• _SELECTED EXTRACT_:
------------------------

By Alicia Wallace, CNN

Minneapolis (CNN) — US inflation at the wholesale level has cooled once again, this time landing well below its pre-pandemic average.

The Producer Price Index showed that annual price increases seen by producers measured 1.1% for the 12 months ended in May, easing sharply from the 2.3% bump recorded in April, according to data released Wednesday by the Bureau of Labor Statistics.

Driven by a decline in energy prices and food prices, this inflation measure has now decelerated for 11 consecutive months. It’s now at its lowest annual reading since December 2020, when post-pandemic demand was starting to return and producer prices were beginning their upward inflationary march.

On a monthly basis, prices fell 0.3%, the fourth drop in six months.

“Businesses may still use unyielding consumer demand as support for price hikes, which will keep inflation from falling more rapidly through the remainder of this year, but recent months’ PPI results suggest that the supply side of the inflation equation has been all but solved for producers,” Kurt Rankin, senior economist for PNC Financial Services Group, noted Wednesday.

Potential relief for consumers

The PPI is a closely watched inflation gauge, since it captures average price shifts upstream of the consumer. It’s viewed as a potential leading indicator of how prices could eventually behave at the store level.

“Producer prices are one example of inflation being more transitory than economists predicted,” FwdBonds economist Chris Rupkey wrote in a note Wednesday. “The numbers don’t lie. The decline in PPI prices spells relief for inflation-weary consumers.”

Economists were expecting a reading of 1.5% for the 12 months ended in May and a month-on-month retreat of 0.1%, according to Refinitiv estimates.

Stripping out the more volatile categories of energy and food, the core PPI index showed that prices increased 0.2% from April and moderated to 2.8% on an annual basis.

The May PPI report is the second piece of good inflation news in a two-day span: On Tuesday, the Consumer Price Index showed that inflation eased to 4% on an annual basis in May.

What this means for the Fed

The latest PPI lands just hours before the Federal Reserve is scheduled to announce its latest monetary policy action.

Market participants anticipate that Fed officials will opt for a pause to evaluate the impacts of the central bank’s 10 consecutive interest rate hikes since March 2022 in addition to other financial and economic developments.

The three major inflation gauges released by the government — CPI, PPI and the Federal Reserve-favorite Personal Consumption Expenditures index — have cooled significantly since last summer’s inflation peak.

Given those developments, the Fed should consider pausing in July as well, Rupkey noted.

“We can’t keep getting inflation data like this and maintain inflation is out of control,” he wrote. “Inflation is moderating, that’s the bottom line, and that means Fed officials can take the summer off from the spate of rate hikes delivered at every meeting since last March.”

------------------------

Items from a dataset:
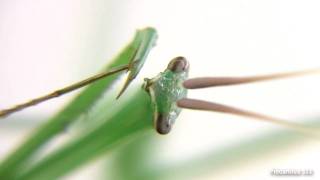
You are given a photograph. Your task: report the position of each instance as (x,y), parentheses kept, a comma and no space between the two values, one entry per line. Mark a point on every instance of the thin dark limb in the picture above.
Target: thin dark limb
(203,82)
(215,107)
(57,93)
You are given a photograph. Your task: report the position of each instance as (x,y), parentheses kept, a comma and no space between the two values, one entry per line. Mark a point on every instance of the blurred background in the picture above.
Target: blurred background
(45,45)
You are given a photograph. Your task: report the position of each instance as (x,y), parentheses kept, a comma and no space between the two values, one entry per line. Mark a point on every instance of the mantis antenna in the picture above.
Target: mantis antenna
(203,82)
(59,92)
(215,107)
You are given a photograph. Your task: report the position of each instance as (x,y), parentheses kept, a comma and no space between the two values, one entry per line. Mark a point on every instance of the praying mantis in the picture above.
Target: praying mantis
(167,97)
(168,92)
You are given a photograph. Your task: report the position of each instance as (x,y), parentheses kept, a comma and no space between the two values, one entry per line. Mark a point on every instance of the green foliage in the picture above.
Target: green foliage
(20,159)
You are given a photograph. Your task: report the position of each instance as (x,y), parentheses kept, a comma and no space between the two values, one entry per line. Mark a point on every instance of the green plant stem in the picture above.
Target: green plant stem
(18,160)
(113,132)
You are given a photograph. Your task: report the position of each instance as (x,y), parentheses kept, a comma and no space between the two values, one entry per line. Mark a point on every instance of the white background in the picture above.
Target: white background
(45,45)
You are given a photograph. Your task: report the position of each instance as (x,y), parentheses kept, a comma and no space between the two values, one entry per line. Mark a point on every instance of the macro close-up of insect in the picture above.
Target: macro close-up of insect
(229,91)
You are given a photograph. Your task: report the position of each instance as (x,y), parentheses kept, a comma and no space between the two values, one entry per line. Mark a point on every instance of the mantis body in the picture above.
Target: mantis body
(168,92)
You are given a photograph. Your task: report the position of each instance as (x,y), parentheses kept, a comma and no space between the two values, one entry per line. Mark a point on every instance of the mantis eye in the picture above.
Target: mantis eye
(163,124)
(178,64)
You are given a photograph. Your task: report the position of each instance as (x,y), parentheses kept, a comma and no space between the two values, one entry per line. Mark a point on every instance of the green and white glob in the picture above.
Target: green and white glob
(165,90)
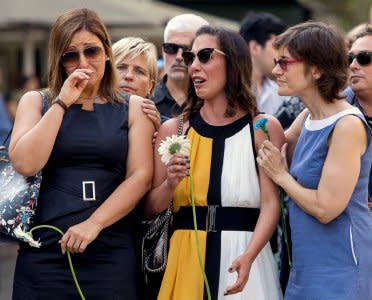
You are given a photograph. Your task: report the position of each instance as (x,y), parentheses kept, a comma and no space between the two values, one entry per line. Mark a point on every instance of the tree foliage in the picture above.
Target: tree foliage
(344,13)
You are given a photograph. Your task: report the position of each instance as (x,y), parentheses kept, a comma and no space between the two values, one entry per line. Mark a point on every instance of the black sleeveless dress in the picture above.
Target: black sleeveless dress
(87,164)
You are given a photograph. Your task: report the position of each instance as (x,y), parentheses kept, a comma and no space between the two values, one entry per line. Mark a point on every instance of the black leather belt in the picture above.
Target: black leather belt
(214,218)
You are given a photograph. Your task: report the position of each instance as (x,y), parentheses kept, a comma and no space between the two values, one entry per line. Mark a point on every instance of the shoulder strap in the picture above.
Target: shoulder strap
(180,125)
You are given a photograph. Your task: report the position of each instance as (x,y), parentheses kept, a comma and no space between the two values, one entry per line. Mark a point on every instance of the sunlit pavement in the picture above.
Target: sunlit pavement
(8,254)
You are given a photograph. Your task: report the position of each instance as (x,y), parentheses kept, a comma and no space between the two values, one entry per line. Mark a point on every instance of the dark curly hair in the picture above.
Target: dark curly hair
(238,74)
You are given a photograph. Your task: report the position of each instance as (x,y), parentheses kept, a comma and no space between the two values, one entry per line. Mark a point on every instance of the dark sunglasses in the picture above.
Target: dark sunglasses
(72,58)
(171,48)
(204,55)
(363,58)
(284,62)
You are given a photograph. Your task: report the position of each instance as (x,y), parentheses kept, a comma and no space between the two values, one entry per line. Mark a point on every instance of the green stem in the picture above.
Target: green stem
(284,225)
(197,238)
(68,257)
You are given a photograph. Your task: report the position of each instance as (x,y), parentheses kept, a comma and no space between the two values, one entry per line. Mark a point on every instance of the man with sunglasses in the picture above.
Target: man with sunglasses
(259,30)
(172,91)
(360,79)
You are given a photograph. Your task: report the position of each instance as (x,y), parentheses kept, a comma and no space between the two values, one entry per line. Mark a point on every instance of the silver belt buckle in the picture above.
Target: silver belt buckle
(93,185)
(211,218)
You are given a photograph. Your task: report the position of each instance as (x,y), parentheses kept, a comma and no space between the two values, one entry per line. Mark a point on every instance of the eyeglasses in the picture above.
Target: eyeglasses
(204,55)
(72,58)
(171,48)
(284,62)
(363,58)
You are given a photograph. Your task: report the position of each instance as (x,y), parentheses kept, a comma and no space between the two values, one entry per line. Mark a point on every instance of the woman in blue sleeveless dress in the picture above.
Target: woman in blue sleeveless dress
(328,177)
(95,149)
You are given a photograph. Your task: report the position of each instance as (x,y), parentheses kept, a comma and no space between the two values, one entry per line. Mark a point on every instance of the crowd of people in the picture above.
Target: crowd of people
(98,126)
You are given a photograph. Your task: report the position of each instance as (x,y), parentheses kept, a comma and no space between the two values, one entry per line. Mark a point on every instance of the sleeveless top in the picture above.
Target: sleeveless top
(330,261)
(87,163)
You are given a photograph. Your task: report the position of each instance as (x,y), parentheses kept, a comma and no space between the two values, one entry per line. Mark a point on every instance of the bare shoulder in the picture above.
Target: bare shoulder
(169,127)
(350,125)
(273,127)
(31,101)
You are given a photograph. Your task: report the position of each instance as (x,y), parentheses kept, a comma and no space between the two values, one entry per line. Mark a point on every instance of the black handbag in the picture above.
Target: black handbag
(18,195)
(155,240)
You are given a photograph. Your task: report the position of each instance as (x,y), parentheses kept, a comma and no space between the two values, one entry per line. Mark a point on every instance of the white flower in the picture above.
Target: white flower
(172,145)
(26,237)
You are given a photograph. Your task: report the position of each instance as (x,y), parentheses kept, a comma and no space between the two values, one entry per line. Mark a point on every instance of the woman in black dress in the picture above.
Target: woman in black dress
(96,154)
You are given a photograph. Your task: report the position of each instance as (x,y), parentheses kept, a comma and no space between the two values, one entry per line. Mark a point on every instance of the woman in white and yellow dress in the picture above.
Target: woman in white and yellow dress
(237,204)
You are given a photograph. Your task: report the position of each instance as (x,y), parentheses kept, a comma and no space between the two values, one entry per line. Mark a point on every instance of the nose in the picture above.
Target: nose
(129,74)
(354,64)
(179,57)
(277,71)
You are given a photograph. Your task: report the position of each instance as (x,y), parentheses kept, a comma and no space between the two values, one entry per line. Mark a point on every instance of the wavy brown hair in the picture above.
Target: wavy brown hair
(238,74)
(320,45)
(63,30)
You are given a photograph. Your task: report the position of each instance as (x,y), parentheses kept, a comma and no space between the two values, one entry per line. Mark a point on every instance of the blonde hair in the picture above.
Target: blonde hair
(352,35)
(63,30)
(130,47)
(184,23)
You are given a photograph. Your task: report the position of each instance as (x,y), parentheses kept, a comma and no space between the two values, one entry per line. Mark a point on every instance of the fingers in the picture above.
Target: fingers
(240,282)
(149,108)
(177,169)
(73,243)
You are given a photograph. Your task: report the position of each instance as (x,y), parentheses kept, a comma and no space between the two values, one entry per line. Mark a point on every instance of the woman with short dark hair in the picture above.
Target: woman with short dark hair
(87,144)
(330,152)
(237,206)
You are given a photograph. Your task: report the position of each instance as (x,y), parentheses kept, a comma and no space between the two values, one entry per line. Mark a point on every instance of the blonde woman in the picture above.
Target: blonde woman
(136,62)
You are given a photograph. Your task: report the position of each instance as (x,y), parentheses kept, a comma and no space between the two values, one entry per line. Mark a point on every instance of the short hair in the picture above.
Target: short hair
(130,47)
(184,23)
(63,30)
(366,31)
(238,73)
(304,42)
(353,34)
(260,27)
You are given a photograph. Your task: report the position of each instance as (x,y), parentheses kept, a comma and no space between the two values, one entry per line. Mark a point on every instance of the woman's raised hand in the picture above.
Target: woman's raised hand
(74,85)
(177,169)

------------------------

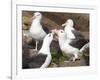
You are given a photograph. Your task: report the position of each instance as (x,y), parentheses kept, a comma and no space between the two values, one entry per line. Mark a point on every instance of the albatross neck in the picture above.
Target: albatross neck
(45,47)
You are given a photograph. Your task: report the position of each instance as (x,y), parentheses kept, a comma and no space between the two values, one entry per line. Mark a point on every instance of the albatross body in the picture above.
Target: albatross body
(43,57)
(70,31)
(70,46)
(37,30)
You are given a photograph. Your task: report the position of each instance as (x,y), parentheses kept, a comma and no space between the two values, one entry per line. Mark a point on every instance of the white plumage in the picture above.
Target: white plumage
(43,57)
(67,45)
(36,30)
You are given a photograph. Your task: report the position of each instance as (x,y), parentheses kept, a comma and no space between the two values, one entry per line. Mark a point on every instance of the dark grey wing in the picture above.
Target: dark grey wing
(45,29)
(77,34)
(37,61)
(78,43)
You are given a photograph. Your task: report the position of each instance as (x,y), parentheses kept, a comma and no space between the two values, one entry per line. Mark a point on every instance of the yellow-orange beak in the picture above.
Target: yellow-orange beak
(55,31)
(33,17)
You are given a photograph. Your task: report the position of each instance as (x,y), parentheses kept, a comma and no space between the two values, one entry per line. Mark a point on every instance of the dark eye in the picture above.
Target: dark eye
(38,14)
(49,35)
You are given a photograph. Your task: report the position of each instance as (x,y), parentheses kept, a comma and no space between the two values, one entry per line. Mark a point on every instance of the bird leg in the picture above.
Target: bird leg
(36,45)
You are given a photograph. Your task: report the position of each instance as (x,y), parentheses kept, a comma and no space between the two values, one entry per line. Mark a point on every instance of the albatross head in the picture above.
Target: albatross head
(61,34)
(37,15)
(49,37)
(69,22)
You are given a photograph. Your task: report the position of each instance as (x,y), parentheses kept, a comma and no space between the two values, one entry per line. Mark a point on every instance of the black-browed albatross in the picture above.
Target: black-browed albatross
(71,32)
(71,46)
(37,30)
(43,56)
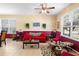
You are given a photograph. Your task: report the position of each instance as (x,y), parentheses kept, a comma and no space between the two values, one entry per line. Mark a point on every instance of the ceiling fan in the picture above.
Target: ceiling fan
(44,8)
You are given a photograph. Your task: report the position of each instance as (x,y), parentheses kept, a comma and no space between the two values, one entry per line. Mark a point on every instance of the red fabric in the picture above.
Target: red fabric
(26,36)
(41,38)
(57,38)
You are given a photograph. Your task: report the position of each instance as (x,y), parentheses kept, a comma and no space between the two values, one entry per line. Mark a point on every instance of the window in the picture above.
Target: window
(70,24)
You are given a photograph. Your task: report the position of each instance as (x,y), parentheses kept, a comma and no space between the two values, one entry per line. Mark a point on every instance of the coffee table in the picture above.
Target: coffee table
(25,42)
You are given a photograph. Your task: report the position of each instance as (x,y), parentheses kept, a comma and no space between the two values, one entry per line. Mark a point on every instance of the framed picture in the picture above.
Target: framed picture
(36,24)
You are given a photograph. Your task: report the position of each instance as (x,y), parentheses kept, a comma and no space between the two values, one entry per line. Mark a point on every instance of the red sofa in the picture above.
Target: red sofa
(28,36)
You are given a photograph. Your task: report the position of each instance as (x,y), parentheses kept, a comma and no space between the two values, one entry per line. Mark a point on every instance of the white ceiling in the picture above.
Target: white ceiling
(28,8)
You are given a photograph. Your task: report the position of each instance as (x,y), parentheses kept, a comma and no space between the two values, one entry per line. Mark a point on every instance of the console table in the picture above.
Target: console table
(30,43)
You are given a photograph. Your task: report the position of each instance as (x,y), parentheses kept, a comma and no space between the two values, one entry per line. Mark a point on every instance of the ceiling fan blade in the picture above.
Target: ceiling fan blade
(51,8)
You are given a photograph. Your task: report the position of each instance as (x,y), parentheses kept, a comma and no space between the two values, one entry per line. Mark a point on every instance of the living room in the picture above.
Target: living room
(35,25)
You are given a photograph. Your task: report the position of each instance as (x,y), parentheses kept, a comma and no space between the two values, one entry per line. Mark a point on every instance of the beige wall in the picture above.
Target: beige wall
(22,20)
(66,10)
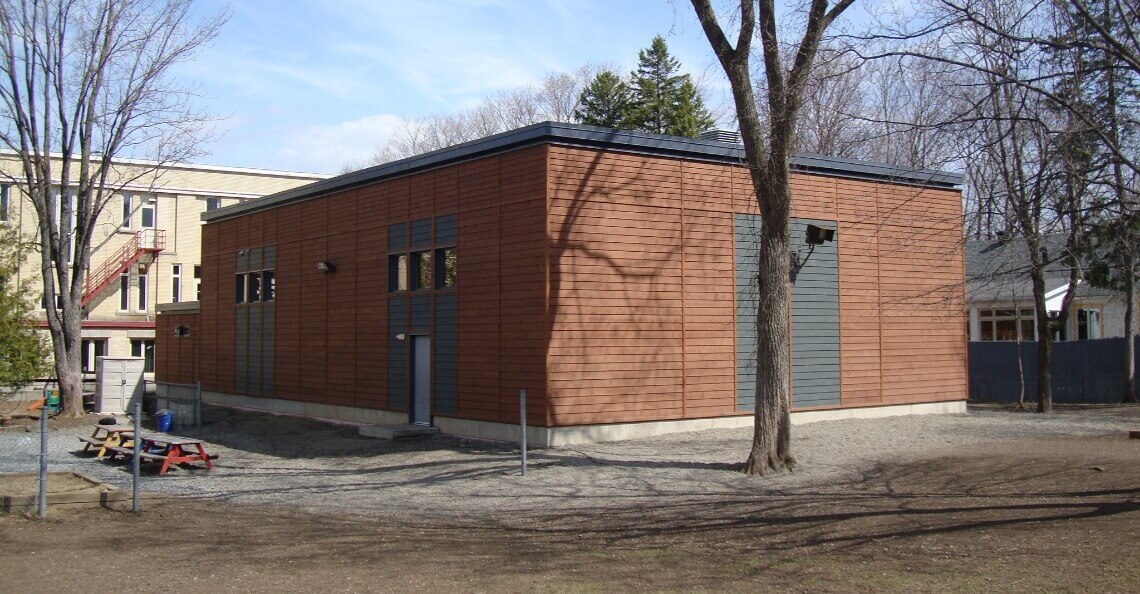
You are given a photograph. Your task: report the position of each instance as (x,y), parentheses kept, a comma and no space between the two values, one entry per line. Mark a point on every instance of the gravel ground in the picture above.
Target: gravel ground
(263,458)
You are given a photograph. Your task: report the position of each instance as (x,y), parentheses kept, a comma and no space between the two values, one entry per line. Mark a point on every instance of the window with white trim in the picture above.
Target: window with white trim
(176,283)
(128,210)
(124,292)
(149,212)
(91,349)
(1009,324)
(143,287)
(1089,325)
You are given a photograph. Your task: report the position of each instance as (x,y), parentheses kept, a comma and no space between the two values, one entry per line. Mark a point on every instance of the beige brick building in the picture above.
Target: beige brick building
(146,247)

------------------------

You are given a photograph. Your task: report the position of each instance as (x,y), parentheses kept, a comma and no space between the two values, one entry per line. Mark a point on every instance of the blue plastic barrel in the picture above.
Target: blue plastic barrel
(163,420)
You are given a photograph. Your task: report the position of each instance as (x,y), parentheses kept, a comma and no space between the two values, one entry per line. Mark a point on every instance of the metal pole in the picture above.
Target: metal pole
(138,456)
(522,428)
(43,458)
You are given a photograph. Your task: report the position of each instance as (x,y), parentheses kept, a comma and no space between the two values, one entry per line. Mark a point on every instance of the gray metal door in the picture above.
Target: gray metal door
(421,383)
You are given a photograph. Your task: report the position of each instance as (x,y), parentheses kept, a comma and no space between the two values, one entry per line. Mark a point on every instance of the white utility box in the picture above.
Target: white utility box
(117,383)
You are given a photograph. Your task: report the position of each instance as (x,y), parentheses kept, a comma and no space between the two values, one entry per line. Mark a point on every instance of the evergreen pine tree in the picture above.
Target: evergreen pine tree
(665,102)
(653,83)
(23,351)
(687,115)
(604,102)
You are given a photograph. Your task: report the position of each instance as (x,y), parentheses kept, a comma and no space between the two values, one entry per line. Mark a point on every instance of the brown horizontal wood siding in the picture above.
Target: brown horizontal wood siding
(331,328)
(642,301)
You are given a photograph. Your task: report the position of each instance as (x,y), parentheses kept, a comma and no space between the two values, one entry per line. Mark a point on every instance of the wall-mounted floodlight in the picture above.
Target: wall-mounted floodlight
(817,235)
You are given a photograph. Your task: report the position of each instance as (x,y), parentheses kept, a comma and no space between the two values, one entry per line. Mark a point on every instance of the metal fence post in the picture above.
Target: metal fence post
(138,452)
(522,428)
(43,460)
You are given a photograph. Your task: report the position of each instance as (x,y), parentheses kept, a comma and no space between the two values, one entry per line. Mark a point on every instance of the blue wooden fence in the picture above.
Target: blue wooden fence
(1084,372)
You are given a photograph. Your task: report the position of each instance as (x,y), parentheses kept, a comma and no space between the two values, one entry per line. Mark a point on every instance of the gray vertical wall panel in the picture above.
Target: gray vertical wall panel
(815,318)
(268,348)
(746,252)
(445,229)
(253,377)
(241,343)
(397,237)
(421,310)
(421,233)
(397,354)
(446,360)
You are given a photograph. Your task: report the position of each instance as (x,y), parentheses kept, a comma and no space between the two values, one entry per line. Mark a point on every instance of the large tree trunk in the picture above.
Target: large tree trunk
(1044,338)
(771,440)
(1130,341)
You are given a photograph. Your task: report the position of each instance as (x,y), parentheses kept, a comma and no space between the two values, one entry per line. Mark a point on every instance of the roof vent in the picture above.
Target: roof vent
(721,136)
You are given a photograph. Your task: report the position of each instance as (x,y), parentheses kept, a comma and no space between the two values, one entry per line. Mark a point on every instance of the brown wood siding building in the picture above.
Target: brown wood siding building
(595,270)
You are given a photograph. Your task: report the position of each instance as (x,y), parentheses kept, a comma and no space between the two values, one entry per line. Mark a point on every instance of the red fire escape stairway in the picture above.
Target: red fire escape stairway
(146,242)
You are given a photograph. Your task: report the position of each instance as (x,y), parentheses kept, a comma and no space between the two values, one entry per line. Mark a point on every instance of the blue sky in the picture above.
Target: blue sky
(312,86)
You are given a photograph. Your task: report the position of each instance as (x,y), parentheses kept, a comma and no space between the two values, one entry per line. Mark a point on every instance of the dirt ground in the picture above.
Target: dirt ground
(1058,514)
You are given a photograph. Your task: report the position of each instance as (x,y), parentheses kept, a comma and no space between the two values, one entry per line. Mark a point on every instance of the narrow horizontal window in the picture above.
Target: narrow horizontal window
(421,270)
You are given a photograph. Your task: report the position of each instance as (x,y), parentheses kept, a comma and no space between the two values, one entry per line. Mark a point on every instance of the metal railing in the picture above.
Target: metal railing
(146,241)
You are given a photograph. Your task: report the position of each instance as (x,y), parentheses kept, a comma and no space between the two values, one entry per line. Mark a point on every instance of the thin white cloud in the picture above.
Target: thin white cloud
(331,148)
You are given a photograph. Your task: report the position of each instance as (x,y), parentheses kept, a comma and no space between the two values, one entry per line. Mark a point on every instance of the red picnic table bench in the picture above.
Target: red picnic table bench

------------------------

• _PROMPT_:
Repeat the part of the wholesale inflation article word for word, everything from "The latest PPI" down to "well, Rupkey noted.".

• _OUTPUT FOR THIS TASK_:
The latest PPI lands just hours before the Federal Reserve is scheduled to announce its latest monetary policy action.

Market participants anticipate that Fed officials will opt for a pause to evaluate the impacts of the central bank’s 10 consecutive interest rate hikes since March 2022 in addition to other financial and economic developments.

The three major inflation gauges released by the government — CPI, PPI and the Federal Reserve-favorite Personal Consumption Expenditures index — have cooled significantly since last summer’s inflation peak.

Given those developments, the Fed should consider pausing in July as well, Rupkey noted.